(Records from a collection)
━━━
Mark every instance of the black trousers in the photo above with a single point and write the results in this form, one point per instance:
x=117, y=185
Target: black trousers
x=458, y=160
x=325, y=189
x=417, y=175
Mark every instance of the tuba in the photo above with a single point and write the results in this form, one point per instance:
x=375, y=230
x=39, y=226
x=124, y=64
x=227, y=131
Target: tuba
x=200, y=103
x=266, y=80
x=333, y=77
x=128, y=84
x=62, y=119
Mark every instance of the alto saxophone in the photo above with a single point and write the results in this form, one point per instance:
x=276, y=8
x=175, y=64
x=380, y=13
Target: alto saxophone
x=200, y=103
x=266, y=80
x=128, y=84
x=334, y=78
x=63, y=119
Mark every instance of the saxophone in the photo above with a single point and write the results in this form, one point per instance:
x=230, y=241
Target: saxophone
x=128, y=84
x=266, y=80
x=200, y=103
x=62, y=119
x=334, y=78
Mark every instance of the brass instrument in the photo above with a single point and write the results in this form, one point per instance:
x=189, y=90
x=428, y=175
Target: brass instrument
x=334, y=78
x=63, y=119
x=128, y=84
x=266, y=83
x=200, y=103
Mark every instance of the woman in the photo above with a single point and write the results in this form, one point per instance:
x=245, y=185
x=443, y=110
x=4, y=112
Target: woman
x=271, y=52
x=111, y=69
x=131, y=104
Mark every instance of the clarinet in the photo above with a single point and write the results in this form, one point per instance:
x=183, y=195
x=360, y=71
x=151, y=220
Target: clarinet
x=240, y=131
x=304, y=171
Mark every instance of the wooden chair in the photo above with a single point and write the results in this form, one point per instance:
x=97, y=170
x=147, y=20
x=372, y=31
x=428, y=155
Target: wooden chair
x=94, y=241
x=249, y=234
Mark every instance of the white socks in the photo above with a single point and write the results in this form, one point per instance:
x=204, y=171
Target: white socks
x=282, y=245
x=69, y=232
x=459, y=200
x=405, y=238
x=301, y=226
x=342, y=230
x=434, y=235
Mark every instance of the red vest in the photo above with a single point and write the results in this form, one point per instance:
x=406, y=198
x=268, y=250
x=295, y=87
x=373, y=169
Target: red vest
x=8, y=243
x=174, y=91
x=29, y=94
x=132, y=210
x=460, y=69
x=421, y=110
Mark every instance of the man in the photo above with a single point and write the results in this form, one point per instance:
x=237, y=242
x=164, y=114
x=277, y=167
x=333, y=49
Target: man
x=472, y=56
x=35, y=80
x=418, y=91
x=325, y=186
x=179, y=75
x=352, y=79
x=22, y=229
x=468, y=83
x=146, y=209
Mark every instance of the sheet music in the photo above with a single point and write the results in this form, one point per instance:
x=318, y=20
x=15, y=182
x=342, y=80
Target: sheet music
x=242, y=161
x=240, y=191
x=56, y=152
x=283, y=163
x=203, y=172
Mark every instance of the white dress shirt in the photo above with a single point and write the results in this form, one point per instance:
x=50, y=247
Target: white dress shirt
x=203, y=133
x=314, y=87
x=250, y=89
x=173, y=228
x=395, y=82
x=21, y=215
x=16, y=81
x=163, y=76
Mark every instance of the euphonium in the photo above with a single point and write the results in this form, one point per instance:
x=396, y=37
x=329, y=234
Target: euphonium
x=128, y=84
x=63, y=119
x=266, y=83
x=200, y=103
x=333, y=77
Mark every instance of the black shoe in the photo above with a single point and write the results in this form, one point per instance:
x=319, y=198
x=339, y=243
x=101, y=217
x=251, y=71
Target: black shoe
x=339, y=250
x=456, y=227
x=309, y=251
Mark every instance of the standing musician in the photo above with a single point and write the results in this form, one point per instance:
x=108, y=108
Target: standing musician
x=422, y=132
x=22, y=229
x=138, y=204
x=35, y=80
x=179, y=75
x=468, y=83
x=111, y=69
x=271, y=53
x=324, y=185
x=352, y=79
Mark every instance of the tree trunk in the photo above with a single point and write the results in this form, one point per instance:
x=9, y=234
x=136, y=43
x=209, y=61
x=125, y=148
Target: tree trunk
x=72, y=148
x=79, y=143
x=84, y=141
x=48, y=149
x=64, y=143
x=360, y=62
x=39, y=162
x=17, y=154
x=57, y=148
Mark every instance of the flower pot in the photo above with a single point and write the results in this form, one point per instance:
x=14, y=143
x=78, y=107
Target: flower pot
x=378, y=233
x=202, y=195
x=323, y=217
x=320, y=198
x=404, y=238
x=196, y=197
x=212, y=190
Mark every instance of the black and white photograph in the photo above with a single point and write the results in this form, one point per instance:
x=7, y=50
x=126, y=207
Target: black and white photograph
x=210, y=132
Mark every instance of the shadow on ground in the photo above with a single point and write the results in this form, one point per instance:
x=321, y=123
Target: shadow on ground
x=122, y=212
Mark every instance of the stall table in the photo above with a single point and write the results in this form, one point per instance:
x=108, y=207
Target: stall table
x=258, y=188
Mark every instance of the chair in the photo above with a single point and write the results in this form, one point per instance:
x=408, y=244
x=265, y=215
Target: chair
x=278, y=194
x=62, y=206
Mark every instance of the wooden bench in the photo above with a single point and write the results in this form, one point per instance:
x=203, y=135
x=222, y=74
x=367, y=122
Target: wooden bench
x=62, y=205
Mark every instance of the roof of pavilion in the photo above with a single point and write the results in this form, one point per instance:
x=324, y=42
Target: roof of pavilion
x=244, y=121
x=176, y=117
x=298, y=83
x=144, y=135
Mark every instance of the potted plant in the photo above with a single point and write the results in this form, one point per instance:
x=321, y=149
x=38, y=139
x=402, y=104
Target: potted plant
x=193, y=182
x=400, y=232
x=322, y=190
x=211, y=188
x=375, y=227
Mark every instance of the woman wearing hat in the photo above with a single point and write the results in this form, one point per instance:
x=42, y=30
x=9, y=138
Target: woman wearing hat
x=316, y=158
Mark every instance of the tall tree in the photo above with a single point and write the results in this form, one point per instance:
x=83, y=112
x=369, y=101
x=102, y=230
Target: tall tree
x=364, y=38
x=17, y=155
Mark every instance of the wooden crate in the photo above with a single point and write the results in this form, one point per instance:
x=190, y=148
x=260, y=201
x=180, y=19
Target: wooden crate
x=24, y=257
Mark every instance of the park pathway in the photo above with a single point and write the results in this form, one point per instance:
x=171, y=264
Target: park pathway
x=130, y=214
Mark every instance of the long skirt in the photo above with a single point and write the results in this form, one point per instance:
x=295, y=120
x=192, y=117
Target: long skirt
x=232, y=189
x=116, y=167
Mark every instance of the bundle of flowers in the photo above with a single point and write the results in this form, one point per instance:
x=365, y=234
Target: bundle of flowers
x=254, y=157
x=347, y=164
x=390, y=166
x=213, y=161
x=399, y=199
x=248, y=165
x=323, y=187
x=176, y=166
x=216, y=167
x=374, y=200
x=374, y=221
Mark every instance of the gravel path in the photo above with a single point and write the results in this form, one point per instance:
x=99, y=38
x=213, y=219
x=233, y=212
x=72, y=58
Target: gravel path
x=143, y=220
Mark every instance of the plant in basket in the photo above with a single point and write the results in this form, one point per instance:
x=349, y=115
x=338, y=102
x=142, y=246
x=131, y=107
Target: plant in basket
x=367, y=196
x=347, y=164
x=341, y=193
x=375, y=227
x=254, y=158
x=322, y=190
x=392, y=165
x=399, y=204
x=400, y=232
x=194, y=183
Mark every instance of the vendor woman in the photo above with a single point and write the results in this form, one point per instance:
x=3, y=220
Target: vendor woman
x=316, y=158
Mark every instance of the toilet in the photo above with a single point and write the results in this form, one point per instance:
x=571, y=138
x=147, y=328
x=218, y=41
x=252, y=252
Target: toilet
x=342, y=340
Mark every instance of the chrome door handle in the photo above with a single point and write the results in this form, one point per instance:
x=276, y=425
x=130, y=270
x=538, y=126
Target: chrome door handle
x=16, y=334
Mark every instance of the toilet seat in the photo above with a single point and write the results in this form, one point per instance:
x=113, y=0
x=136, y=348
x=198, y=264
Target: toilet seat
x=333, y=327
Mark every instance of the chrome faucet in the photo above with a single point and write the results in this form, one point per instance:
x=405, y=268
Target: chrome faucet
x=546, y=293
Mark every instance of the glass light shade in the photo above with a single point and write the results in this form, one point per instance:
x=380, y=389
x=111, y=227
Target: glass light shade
━━━
### Exercise details:
A verbatim transcription is needed of the lines above, starting at the line with "x=443, y=110" and ending at the line with "x=428, y=155", both included, and of nothing else.

### Task response:
x=443, y=110
x=4, y=112
Target: woman
x=271, y=52
x=111, y=69
x=131, y=104
Mark every instance of the clarinet in the photo above with a single point and write the results in this form, one point per instance:
x=183, y=195
x=360, y=71
x=151, y=220
Target: clarinet
x=240, y=131
x=304, y=171
Mark every instance of the wooden chair in the photo above with a single point and write the results in this form, one point per instance:
x=97, y=170
x=147, y=20
x=372, y=31
x=428, y=155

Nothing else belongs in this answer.